## [What you should do]
Convert every line of the items below into a JSON list of strings, one string per line, leaving out blank lines.

────────────────

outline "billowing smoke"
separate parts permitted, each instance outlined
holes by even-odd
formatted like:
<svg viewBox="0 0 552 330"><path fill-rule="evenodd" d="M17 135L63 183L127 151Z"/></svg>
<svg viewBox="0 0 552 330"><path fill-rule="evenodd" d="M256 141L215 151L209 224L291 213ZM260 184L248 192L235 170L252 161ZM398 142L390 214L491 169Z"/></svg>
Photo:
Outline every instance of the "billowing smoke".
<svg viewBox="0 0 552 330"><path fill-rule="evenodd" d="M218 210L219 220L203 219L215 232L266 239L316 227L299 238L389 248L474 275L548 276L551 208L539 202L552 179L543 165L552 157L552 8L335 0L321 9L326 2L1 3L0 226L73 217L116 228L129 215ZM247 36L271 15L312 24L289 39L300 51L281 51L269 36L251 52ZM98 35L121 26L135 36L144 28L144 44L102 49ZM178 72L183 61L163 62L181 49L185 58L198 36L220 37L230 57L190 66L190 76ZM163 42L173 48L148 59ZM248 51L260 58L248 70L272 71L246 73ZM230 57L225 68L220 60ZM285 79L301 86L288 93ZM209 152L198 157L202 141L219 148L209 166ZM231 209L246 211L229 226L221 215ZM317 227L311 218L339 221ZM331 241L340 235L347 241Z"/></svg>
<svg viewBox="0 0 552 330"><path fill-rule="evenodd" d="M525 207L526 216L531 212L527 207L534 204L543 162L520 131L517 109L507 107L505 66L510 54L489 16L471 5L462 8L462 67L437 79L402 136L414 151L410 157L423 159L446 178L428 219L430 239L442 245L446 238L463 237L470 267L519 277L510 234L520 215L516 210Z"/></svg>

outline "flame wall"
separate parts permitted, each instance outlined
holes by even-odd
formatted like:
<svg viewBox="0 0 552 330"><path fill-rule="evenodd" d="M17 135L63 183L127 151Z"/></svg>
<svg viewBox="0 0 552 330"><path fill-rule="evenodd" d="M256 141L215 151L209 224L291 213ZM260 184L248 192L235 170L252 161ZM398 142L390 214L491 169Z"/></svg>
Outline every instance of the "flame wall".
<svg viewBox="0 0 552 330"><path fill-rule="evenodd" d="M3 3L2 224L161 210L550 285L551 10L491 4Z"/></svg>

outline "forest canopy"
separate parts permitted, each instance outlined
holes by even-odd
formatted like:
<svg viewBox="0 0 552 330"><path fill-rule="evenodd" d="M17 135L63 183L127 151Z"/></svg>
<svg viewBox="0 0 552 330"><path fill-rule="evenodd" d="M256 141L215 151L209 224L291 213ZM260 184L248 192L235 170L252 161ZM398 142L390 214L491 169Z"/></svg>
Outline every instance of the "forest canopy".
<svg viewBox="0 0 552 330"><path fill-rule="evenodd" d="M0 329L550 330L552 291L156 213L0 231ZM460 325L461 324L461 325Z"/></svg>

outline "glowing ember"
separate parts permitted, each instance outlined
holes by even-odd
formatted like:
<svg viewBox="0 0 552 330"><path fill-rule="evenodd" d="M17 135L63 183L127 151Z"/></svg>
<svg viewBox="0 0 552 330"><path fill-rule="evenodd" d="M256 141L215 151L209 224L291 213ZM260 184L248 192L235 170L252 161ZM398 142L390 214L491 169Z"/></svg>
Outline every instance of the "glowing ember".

────────────────

## [Task answer]
[
  "outline \"billowing smoke\"",
  "separate parts permitted, each instance outlined",
  "holes by even-odd",
  "formatted like:",
  "<svg viewBox=\"0 0 552 330\"><path fill-rule=\"evenodd\" d=\"M17 135L63 183L127 151Z\"/></svg>",
  "<svg viewBox=\"0 0 552 330\"><path fill-rule=\"evenodd\" d=\"M256 141L215 151L209 224L291 213ZM260 184L248 192L235 170L252 161ZM398 142L390 214L491 169Z\"/></svg>",
  "Photo:",
  "Outline every instance of the \"billowing smoke\".",
  "<svg viewBox=\"0 0 552 330\"><path fill-rule=\"evenodd\" d=\"M218 210L219 220L203 219L215 232L266 239L316 227L299 238L389 248L474 275L548 276L551 208L539 202L552 179L543 165L552 157L552 8L335 0L321 9L326 2L1 3L0 226L73 217L116 228L129 215ZM247 36L271 15L312 24L289 39L300 51L281 51L269 36L251 52ZM98 35L121 26L135 36L144 28L144 44L102 49ZM178 72L183 61L163 62L181 49L185 58L198 36L220 37L230 57L190 66L190 76ZM163 42L173 48L148 59ZM248 51L260 58L248 70L272 71L246 73ZM230 57L225 68L220 60ZM285 79L301 86L288 93ZM209 152L198 157L202 141L219 148L209 166ZM231 209L246 211L229 226L221 215ZM317 227L311 218L339 221ZM331 241L340 235L347 241Z\"/></svg>",
  "<svg viewBox=\"0 0 552 330\"><path fill-rule=\"evenodd\" d=\"M525 207L526 216L531 212L527 207L534 204L543 162L520 131L517 109L507 107L505 66L510 54L489 16L471 5L462 8L462 67L437 79L402 136L414 151L410 157L423 159L446 178L428 219L430 239L442 245L446 238L463 237L470 267L519 277L510 234L520 215L516 210Z\"/></svg>",
  "outline \"flame wall\"",
  "separate parts permitted, each instance outlined",
  "holes by even-odd",
  "formatted like:",
  "<svg viewBox=\"0 0 552 330\"><path fill-rule=\"evenodd\" d=\"M17 135L63 183L127 151Z\"/></svg>",
  "<svg viewBox=\"0 0 552 330\"><path fill-rule=\"evenodd\" d=\"M256 141L215 151L209 224L291 213ZM260 184L248 192L235 170L252 161ZM398 142L390 214L491 169Z\"/></svg>",
  "Outline every instance of the \"flame wall\".",
  "<svg viewBox=\"0 0 552 330\"><path fill-rule=\"evenodd\" d=\"M3 3L2 224L161 210L550 285L551 10L491 4Z\"/></svg>",
  "outline \"forest canopy\"",
  "separate parts permitted, each instance outlined",
  "holes by even-odd",
  "formatted like:",
  "<svg viewBox=\"0 0 552 330\"><path fill-rule=\"evenodd\" d=\"M17 135L63 183L127 151Z\"/></svg>",
  "<svg viewBox=\"0 0 552 330\"><path fill-rule=\"evenodd\" d=\"M256 141L215 151L209 224L291 213ZM260 184L248 192L235 170L252 161ZM398 142L390 214L491 169Z\"/></svg>",
  "Outline every instance of the \"forest canopy\".",
  "<svg viewBox=\"0 0 552 330\"><path fill-rule=\"evenodd\" d=\"M0 329L550 330L552 291L156 213L0 231ZM460 325L461 324L461 325Z\"/></svg>",
  "outline \"glowing ember\"",
  "separate parts permitted, each instance outlined",
  "holes by even-odd",
  "formatted like:",
  "<svg viewBox=\"0 0 552 330\"><path fill-rule=\"evenodd\" d=\"M17 135L63 183L127 151Z\"/></svg>",
  "<svg viewBox=\"0 0 552 330\"><path fill-rule=\"evenodd\" d=\"M256 141L215 151L209 224L291 213ZM260 184L248 192L235 170L252 161ZM398 142L390 214L491 169Z\"/></svg>",
  "Outline every instance of the \"glowing ember\"."
]